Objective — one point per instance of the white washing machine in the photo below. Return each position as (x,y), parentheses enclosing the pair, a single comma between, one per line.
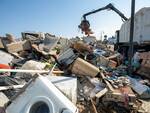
(41,96)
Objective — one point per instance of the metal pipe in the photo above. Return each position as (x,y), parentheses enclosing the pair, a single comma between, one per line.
(131,46)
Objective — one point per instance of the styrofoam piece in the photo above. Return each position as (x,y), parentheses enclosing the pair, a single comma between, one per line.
(5,58)
(41,93)
(67,85)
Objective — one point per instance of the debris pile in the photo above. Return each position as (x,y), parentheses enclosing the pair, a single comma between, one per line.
(93,77)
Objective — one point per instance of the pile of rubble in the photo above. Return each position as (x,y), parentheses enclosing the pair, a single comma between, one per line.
(76,75)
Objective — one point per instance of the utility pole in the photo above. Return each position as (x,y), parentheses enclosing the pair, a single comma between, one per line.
(131,45)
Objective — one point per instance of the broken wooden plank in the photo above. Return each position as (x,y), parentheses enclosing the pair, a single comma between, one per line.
(2,88)
(108,84)
(30,71)
(101,93)
(93,106)
(18,46)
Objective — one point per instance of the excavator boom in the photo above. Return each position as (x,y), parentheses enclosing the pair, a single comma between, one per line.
(85,25)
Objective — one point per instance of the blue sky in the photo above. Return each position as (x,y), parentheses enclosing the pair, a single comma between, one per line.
(61,17)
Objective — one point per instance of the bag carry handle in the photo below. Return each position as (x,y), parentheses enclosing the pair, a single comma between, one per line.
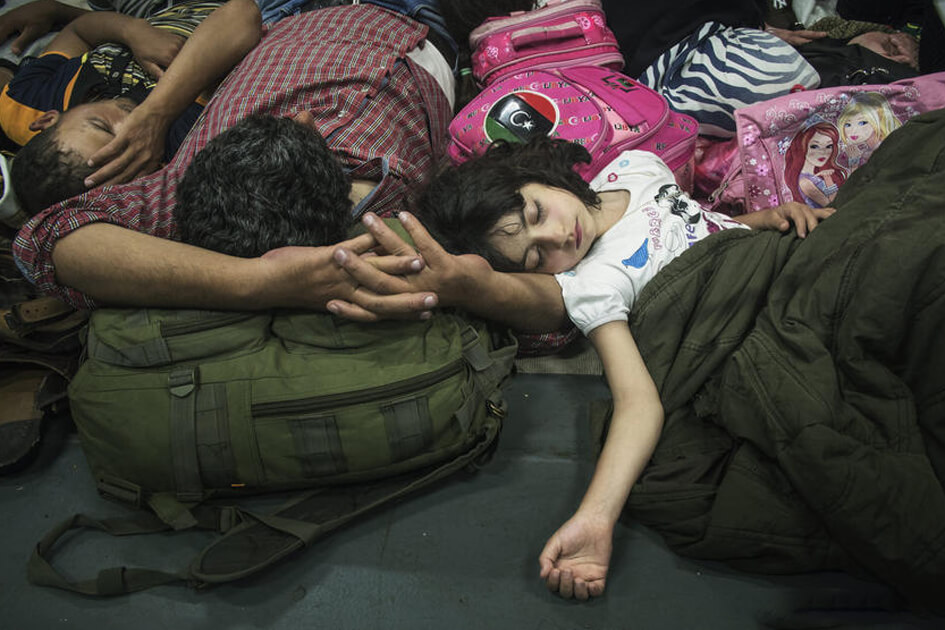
(263,539)
(541,34)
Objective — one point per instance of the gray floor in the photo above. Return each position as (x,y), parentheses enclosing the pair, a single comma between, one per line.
(460,555)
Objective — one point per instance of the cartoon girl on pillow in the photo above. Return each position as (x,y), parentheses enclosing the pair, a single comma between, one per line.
(864,123)
(810,165)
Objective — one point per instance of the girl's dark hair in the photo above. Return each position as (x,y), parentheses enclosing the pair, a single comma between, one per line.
(264,183)
(462,204)
(44,173)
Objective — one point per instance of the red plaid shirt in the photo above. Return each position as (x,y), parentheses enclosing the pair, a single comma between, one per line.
(383,116)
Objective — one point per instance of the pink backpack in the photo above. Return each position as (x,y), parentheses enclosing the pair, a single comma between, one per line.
(603,110)
(562,33)
(803,146)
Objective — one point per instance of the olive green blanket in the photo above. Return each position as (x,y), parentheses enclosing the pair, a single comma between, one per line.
(804,384)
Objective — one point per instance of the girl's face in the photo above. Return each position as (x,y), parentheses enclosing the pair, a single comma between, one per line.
(551,234)
(819,149)
(858,129)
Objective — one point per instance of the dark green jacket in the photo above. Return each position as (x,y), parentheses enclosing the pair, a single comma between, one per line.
(804,384)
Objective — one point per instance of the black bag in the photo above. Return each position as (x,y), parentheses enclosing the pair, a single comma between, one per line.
(838,63)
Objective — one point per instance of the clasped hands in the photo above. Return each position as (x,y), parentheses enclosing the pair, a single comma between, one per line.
(374,276)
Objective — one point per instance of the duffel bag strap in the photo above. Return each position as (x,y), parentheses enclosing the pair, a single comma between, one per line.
(120,580)
(262,541)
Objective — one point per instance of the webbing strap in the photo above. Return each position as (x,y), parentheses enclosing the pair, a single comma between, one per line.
(150,353)
(260,541)
(182,385)
(112,581)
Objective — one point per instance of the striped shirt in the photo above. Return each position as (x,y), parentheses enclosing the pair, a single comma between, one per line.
(383,116)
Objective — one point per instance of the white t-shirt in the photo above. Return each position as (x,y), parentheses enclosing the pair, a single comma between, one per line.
(660,223)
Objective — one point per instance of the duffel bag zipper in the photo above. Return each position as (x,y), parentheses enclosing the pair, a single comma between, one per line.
(175,329)
(373,394)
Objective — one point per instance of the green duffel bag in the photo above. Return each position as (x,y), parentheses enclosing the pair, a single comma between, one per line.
(176,407)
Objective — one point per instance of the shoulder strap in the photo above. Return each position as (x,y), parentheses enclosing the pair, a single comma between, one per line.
(251,541)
━━━━━━━━
• _Task to complete_
Would you transcribe each of the entries exactly, skipping the pictures?

• _Response for this exercise_
Objective — one point per instance of the white washing machine in the photo below. Return each position as (x,y), parentheses enclosing the pair, a single comma between, one per line.
(41,96)
Objective — one point per instance of the metal pipe in the photo above. Return each position as (x,y), parentheses enclosing the pair, a single comma between, one per line.
(131,46)
Objective — one point per instance of the styrofoam piece in the photo above. Return each position as (x,y), parentheses enclosing the pair, a single comma between, one per line.
(5,58)
(41,93)
(67,85)
Objective — one point per instance of the debris pile in the photo above. Return each position as (x,y), parentheses enclosing the pair, a single comma between, one per line.
(93,77)
Objective — one point per instance of the pile of rubble in the photo above. Return each position as (x,y), parentheses enclosing the pair, a single comma between, one per line.
(76,75)
Objective — one point per instance of the utility pole in the photo above. Return each position as (x,y), parentheses enclosing the pair, a single comma between, one per line.
(131,45)
Objective — one point per instance of the broken wooden plank in the photo above. Return each position as (x,y), parentheses enclosing the pair, a single comma between, one per line.
(2,88)
(108,84)
(30,71)
(101,93)
(93,106)
(18,46)
Objective — one point per instance of the excavator boom in the photo above. Return each position as (x,y), parentheses enclosing the pair, a single comma between, one per line.
(85,25)
Objective — one point per instance of the blue sky in the photo above. Return each position as (x,y), parentheses enclosing the pair, a single comma between, one per line.
(61,17)
Objective — one point per instance of the bag carry handle in the photo below. Return each position as (x,y), parentheses enclosing the pair, a single comma between, one per line.
(263,539)
(541,34)
Objective — one point per instance of the gray floor in the photo above. Return each position as (x,y), parentheses enclosing the pair, a single comma between, one per line.
(460,555)
Objective — one point per instance of the cartoon girl on pillow in the photo above. Return each position as (x,y), parentheses enclosing the pair, a single comma between, one per line.
(864,123)
(810,165)
Objective — one point per instance of the girl's dark hair in the photo above. Return each position as (x,y), parentheses enclosing the pair, a single comma between, one per line.
(264,183)
(462,204)
(44,173)
Objective — one point per instance of the red plaid shirt in the photo above. Return each position as (x,y), parentheses enclosing the pair, a single comma between, one per line.
(383,116)
Objective — one point per instance of the pink backpack in the photo above. Return each position as (x,y), parentheses enclosing the pair, a single comma between, one per line.
(603,110)
(562,33)
(803,146)
Objective — one point per instance of the olive green blanket in the photo above. Return each position as (x,y), parentheses enclosing the pair, a single comma between, one per line.
(804,384)
Objective — one point per instance of the girl's face in the photo above. Return each position as (x,y), parentheses enclosing the pair, a single comma between, one per line.
(551,234)
(819,149)
(858,129)
Objective — one point per instance of the dark green jacket in the photo above. Return each position as (x,y), parentheses enclosing the pair, a single comma between, one per line.
(804,384)
Objective — one point per instance of the black bag in the photo above. Return each position as (x,y), parentheses enclosing the pair, a single comma between, one per line.
(838,63)
Objective — one point per instance of the clasped hands in the photo above. Return each position as (x,y), parentheses enclosing the pair, a single comma between, one per line.
(374,276)
Objective — one point per instance of the duffel bag strap in the photo above. Return each position as (x,y), parentheses enclosing the pair, a single comma between, one per line.
(120,580)
(262,541)
Objective — one point per instance of the webbing strap in the photo above. Return each position as (x,y), parentheses enclosing the pair, a single comma between, one per line.
(150,353)
(260,541)
(182,385)
(112,581)
Objective — one point per instance of the striped shirt in the photo above. Return each position as (x,y), parentheses enclosing the pair, a single comma between, one per line.
(383,116)
Objective — one point per instance of the white t-shirt in the photo above. Return each position as (x,y), parentheses enclosing the pair, a single comma between, one per line.
(660,223)
Objective — one point per instance of the duffel bag zipper in the photo above. Return each position as (x,y), parentheses enclosing the pair, a single comma between, one per line.
(175,329)
(373,394)
Objective — one point per instance of the green duffel bag in the photo above. Return each position as (x,y), parentheses enclosing the pair, a single comma between, one per line.
(176,407)
Objective — one point per instance of the shoulder strap in the photo above. Return each position as (x,y), parentheses enclosing the pair, a single comma between, one per line.
(251,541)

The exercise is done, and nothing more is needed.